* START SELECTED EXCERPT *

Do your own research - you never back assertions up anyways. :nuts:


----------



## MacNutt (Jan 16, 2002)

Yeah macdoc. And what is "the most famous" and what is also widely "known to be Canadian" at the very same time? By most of the people in the world?

Which speaks to the term "Most Famous". Which I believe was a signifigant part of the original statement and question.

Game, set, and match.  

Go to bed, elder friend. Midnight approaches. It's wayyy past your naptime.


----------



## PosterBoy (Jan 22, 2002)

Regarding the telephone:



> http://en.wikipedia.org/wiki/Telephone
> 
> The telephone or phone (Greek: tele = far away and phone = voice) is a telecommunications device that transmits speech by means of electric signals. Generally attributed to the inventor Alexander Graham Bell, the first was built in Boston, Massachusetts, in 1876. However, an Italian inventor Antonio Meucci is said to have invented the device in 1849, and in September 2001, Meucci was officially credited by the US Congress with the invention of the telephone, instead of Alexander Graham Bell. According to other sources Philip Reis invented it in 1860, but due to a false translation of the German word "Telephon" his invention was considered only the predecessor of Bell's.

* END SELECTED EXCERPT *

### TO-DO LIST:
a. According to the forum thread, in what city was the first telephone built?
b. Reproduce a passage of the forum thread word for word. Begin at the words "Which speaks to" and stop after "past your naptime.".
The records that follow have no connection to the forum thread and come from another source.

* START DATASET ROWS *

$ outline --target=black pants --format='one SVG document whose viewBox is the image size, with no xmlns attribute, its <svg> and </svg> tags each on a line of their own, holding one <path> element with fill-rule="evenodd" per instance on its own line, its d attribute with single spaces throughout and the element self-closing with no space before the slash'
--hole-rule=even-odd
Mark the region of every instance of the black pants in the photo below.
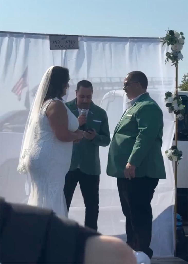
<svg viewBox="0 0 188 264">
<path fill-rule="evenodd" d="M 85 226 L 97 230 L 99 175 L 86 174 L 79 169 L 69 172 L 66 175 L 64 187 L 68 211 L 73 194 L 78 182 L 80 184 L 85 206 Z"/>
<path fill-rule="evenodd" d="M 143 251 L 151 258 L 151 202 L 159 179 L 147 177 L 131 180 L 118 178 L 117 182 L 123 213 L 126 217 L 127 243 L 135 251 Z"/>
</svg>

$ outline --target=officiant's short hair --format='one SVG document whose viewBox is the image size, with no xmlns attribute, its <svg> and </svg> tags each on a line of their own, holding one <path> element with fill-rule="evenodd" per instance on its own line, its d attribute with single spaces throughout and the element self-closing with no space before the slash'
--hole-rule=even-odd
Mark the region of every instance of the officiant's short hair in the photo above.
<svg viewBox="0 0 188 264">
<path fill-rule="evenodd" d="M 139 82 L 143 89 L 147 89 L 148 84 L 148 78 L 143 72 L 135 71 L 130 72 L 129 75 L 130 76 L 130 80 L 131 81 Z"/>
<path fill-rule="evenodd" d="M 92 84 L 90 82 L 87 80 L 82 80 L 78 83 L 76 88 L 77 91 L 78 91 L 81 86 L 83 87 L 84 87 L 84 88 L 91 88 L 92 91 L 93 91 Z"/>
</svg>

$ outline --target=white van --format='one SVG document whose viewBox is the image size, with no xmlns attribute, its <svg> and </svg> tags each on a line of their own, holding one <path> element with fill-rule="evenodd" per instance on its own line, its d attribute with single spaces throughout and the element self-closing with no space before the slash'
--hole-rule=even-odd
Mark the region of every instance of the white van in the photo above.
<svg viewBox="0 0 188 264">
<path fill-rule="evenodd" d="M 159 93 L 157 90 L 150 89 L 148 91 L 154 100 L 159 101 L 159 96 L 161 97 L 161 100 L 164 100 L 164 95 Z M 179 148 L 183 152 L 183 158 L 181 161 L 181 165 L 178 170 L 178 208 L 179 213 L 185 215 L 185 211 L 187 210 L 187 211 L 188 207 L 188 92 L 180 91 L 178 93 L 182 99 L 183 105 L 185 106 L 185 111 L 184 119 L 178 121 L 178 145 Z M 156 96 L 158 97 L 158 100 L 156 100 Z M 107 93 L 103 97 L 101 101 L 100 106 L 107 113 L 111 138 L 116 124 L 125 110 L 127 100 L 124 91 L 123 89 L 118 89 L 111 91 Z M 116 122 L 114 122 L 115 120 L 116 120 Z M 108 151 L 105 149 L 106 148 L 104 148 L 105 149 L 104 150 L 101 149 L 100 152 L 103 152 L 103 155 L 105 155 L 107 153 L 103 152 L 107 152 Z M 102 171 L 103 168 L 101 169 Z"/>
</svg>

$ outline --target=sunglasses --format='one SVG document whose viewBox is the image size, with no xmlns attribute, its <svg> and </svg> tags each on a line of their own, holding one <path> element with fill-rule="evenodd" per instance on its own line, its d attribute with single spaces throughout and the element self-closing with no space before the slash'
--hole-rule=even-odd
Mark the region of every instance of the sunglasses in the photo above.
<svg viewBox="0 0 188 264">
<path fill-rule="evenodd" d="M 131 82 L 126 83 L 124 83 L 123 84 L 123 89 L 125 90 L 125 89 L 128 88 L 130 85 L 131 83 L 138 83 L 139 82 Z"/>
</svg>

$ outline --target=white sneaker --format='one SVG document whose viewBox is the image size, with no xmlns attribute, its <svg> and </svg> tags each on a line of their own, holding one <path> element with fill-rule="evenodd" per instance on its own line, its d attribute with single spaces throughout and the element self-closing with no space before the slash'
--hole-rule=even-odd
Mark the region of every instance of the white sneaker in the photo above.
<svg viewBox="0 0 188 264">
<path fill-rule="evenodd" d="M 136 259 L 137 264 L 151 264 L 150 259 L 144 252 L 133 250 L 133 252 Z"/>
</svg>

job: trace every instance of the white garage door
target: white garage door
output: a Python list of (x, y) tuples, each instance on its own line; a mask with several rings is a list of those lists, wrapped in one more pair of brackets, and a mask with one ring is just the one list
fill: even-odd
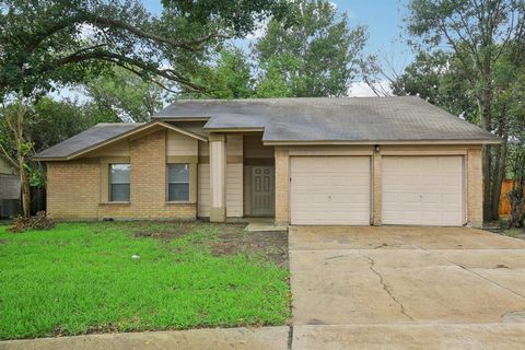
[(291, 159), (292, 224), (370, 224), (369, 156)]
[(384, 224), (463, 224), (463, 156), (384, 156), (382, 172)]

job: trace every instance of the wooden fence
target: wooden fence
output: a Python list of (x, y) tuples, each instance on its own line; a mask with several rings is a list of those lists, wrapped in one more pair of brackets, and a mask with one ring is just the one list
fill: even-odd
[(500, 215), (509, 217), (511, 214), (511, 203), (506, 197), (506, 192), (512, 189), (512, 179), (503, 180), (501, 185), (501, 196), (500, 196)]

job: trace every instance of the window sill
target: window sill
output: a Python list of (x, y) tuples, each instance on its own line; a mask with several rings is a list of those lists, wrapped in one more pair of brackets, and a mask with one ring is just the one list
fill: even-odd
[(129, 206), (130, 201), (104, 201), (98, 203), (98, 206)]
[(166, 206), (191, 206), (194, 201), (166, 201)]

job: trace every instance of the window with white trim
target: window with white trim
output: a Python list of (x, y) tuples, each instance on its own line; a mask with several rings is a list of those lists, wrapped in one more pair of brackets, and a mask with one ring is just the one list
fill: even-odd
[(109, 165), (109, 200), (129, 201), (130, 188), (129, 164)]
[(167, 164), (167, 200), (189, 201), (189, 164)]

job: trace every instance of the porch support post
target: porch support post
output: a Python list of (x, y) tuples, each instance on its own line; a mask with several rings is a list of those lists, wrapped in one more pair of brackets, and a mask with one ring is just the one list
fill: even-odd
[(211, 195), (211, 222), (226, 220), (226, 147), (223, 133), (212, 133), (210, 144), (210, 195)]
[(383, 207), (383, 192), (382, 192), (382, 173), (381, 173), (381, 150), (374, 150), (372, 156), (372, 224), (374, 226), (381, 226), (382, 224), (382, 207)]
[(285, 149), (276, 147), (276, 223), (288, 225), (290, 222), (290, 154)]

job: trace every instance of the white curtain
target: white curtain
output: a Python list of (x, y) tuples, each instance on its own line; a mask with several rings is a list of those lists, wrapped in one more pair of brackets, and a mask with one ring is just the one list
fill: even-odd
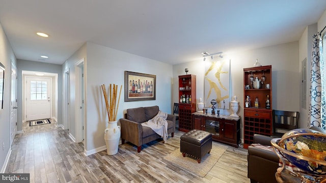
[[(320, 56), (322, 47), (319, 33), (313, 36), (313, 45), (311, 55), (310, 70), (310, 104), (308, 115), (309, 126), (321, 127), (321, 76)], [(322, 53), (321, 53), (322, 54)]]
[[(325, 28), (324, 28), (324, 29)], [(321, 30), (322, 32), (323, 30)], [(321, 35), (321, 32), (319, 35)], [(321, 128), (326, 130), (326, 54), (323, 54), (323, 46), (326, 45), (326, 34), (324, 34), (320, 42), (320, 74), (321, 76), (321, 107), (320, 117), (321, 117)]]

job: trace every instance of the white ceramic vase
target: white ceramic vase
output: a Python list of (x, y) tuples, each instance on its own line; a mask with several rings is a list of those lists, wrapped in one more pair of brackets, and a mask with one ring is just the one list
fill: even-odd
[(236, 114), (239, 110), (239, 102), (236, 101), (236, 96), (233, 97), (233, 100), (230, 102), (231, 108), (232, 109), (233, 113), (230, 116), (231, 117), (238, 117), (239, 116)]
[(197, 112), (203, 113), (203, 108), (205, 105), (203, 103), (203, 100), (201, 98), (199, 98), (199, 102), (197, 104), (197, 107), (198, 107), (198, 111)]
[(120, 126), (118, 126), (117, 122), (108, 121), (107, 128), (104, 131), (104, 139), (108, 155), (114, 155), (118, 153), (121, 132)]

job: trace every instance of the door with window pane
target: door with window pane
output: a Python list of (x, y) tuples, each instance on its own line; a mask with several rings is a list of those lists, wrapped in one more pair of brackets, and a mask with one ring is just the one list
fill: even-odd
[(28, 77), (25, 90), (25, 120), (50, 117), (51, 79)]

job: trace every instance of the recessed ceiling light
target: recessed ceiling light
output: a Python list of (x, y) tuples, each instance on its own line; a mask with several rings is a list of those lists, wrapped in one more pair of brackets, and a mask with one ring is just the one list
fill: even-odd
[(209, 55), (209, 53), (207, 51), (202, 52), (201, 53), (203, 54), (204, 56), (207, 56)]
[(47, 35), (45, 33), (36, 33), (36, 34), (40, 36), (42, 36), (43, 37), (45, 37), (45, 38), (47, 38), (49, 37), (49, 35)]

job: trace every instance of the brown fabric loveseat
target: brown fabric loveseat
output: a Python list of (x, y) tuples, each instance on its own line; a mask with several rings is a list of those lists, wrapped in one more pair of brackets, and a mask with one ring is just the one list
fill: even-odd
[[(137, 151), (140, 152), (142, 145), (161, 138), (150, 128), (141, 124), (154, 117), (159, 110), (157, 106), (127, 109), (126, 118), (120, 119), (122, 143), (127, 140), (137, 146)], [(175, 132), (175, 118), (174, 115), (168, 114), (168, 133), (171, 133), (172, 137)]]

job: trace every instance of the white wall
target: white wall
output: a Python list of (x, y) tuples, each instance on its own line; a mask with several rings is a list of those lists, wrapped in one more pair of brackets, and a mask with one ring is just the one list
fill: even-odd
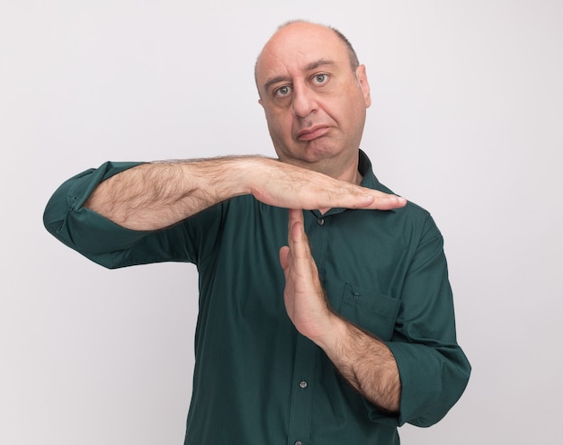
[(563, 3), (4, 0), (0, 443), (183, 443), (196, 273), (106, 271), (43, 208), (105, 160), (273, 155), (253, 67), (282, 22), (367, 65), (362, 147), (446, 239), (474, 372), (417, 445), (561, 443)]

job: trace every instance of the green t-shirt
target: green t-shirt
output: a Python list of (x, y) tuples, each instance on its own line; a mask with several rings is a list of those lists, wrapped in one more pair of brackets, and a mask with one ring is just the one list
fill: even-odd
[[(442, 238), (428, 212), (411, 202), (388, 211), (304, 212), (333, 309), (395, 356), (401, 403), (389, 416), (355, 392), (286, 314), (278, 252), (287, 245), (287, 209), (241, 196), (166, 229), (137, 232), (83, 207), (101, 181), (135, 165), (106, 163), (71, 178), (44, 222), (105, 267), (197, 265), (186, 444), (398, 444), (398, 426), (431, 425), (460, 396), (470, 367), (456, 342)], [(362, 152), (360, 173), (364, 187), (389, 191)]]

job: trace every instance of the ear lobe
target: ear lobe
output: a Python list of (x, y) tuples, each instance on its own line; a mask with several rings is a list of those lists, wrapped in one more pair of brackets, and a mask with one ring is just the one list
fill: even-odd
[(358, 85), (362, 89), (362, 93), (363, 94), (365, 107), (369, 108), (370, 105), (371, 105), (371, 96), (370, 95), (370, 84), (368, 82), (368, 75), (365, 71), (365, 65), (360, 65), (356, 68), (356, 79), (358, 80)]

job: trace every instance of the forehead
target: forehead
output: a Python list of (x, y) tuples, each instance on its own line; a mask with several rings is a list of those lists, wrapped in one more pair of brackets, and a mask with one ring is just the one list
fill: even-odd
[(307, 70), (318, 60), (349, 64), (345, 44), (330, 29), (310, 23), (293, 23), (281, 29), (264, 45), (256, 63), (256, 78), (292, 75)]

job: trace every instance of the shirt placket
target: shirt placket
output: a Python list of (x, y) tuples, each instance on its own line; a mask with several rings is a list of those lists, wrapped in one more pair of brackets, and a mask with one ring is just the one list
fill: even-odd
[[(305, 218), (309, 245), (322, 280), (328, 236), (327, 220), (317, 212), (306, 212)], [(318, 346), (298, 334), (287, 445), (311, 443), (311, 416), (315, 389), (313, 378), (318, 353)]]

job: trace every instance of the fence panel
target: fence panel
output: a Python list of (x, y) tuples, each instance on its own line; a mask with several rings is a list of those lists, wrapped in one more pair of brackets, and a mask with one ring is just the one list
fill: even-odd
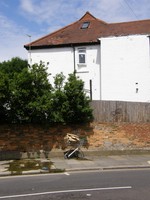
[(150, 122), (150, 103), (93, 100), (91, 107), (95, 121)]

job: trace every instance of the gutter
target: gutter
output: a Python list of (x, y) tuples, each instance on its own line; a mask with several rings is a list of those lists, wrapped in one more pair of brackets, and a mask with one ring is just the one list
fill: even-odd
[(101, 63), (101, 39), (98, 38), (99, 41), (99, 52), (100, 52), (100, 62), (99, 62), (99, 84), (100, 84), (100, 100), (102, 100), (102, 63)]

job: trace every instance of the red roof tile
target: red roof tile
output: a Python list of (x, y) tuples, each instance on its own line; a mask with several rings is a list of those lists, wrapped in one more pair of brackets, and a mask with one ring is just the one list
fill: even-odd
[[(89, 27), (86, 29), (81, 28), (84, 22), (90, 22)], [(150, 34), (150, 20), (108, 24), (86, 12), (78, 21), (24, 47), (29, 49), (29, 46), (31, 48), (49, 48), (76, 44), (95, 44), (98, 43), (98, 38), (101, 37), (133, 34)]]

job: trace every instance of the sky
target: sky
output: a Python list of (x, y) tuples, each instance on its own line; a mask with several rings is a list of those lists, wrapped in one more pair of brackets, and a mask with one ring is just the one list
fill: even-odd
[(25, 44), (87, 11), (107, 23), (150, 19), (150, 0), (0, 0), (0, 62), (27, 59)]

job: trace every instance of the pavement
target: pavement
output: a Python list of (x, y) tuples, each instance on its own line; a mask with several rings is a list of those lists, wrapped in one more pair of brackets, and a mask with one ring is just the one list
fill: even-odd
[[(54, 170), (71, 172), (85, 170), (114, 170), (114, 169), (150, 169), (150, 153), (136, 152), (136, 154), (119, 154), (118, 155), (101, 155), (99, 152), (85, 153), (84, 159), (65, 159), (63, 152), (56, 152), (51, 156)], [(11, 175), (11, 172), (6, 170), (9, 161), (0, 161), (0, 176)], [(39, 174), (46, 173), (41, 170), (31, 170), (22, 174)]]

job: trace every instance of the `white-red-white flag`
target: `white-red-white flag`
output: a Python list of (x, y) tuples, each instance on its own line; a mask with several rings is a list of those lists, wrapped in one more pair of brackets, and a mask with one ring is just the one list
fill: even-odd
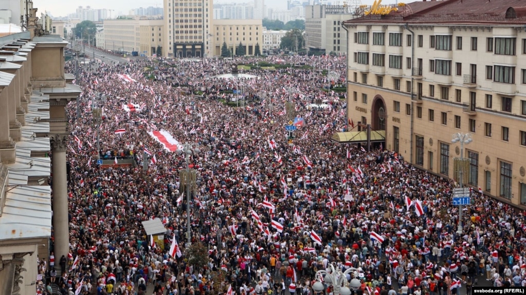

* END DATASET ROWS *

### ANSWERS PROVIDED:
a. Boston, Massachusetts.

b.
Which speaks to the term "Most Famous". Which I believe was a signifigant part of the original statement and question.

Game, set, and match.  

Go to bed, elder friend. Midnight approaches. It's wayyy past your naptime.